> Work to be completed: In the records below, repeat word for word only the lines starting at the one that contains "[22, 27, 341, 226]" and ending at the one that contains "player in blue", pictures excluded.

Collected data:
○ ○ ○ ○

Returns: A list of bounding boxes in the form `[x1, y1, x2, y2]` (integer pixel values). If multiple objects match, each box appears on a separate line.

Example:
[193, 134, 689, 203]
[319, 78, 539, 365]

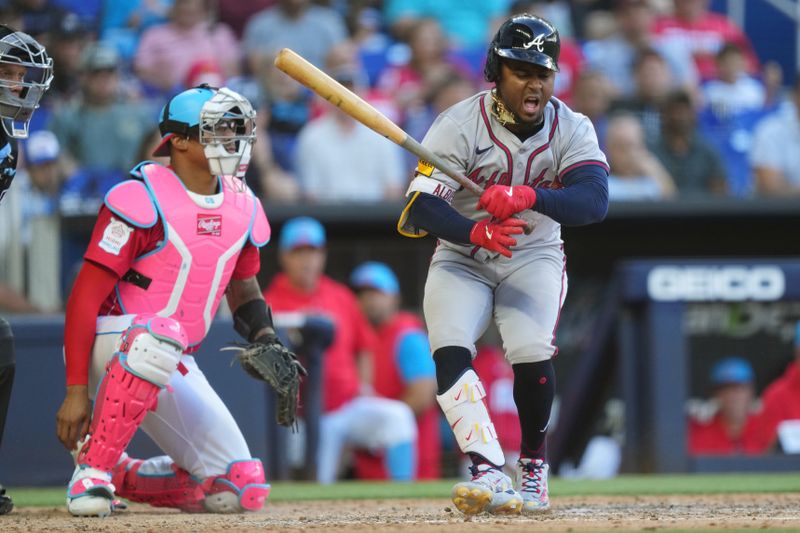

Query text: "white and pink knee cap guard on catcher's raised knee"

○ ○ ○ ○

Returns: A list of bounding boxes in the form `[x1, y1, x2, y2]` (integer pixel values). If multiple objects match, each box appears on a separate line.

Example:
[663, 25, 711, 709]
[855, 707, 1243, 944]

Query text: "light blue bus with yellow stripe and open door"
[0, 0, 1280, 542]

○ ○ ○ ○

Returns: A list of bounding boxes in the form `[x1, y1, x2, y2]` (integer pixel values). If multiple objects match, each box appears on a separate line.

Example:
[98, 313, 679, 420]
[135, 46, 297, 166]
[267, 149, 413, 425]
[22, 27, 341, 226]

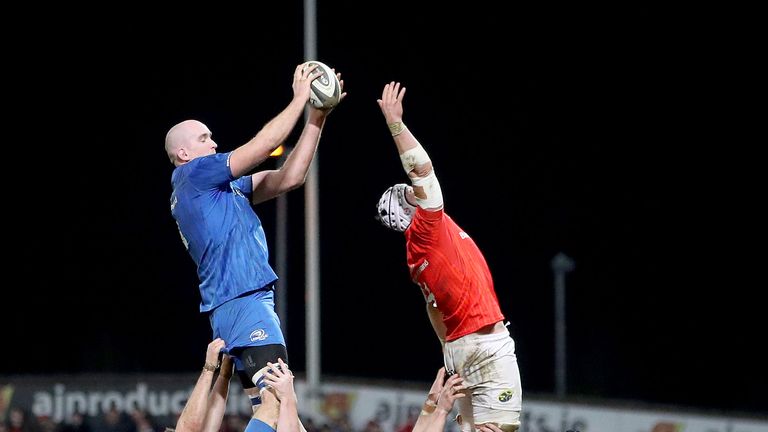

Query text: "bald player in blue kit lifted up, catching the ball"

○ ○ ○ ○

> Final answer:
[22, 27, 341, 226]


Query text: "bald player in blue kit lifted up, catching the ball"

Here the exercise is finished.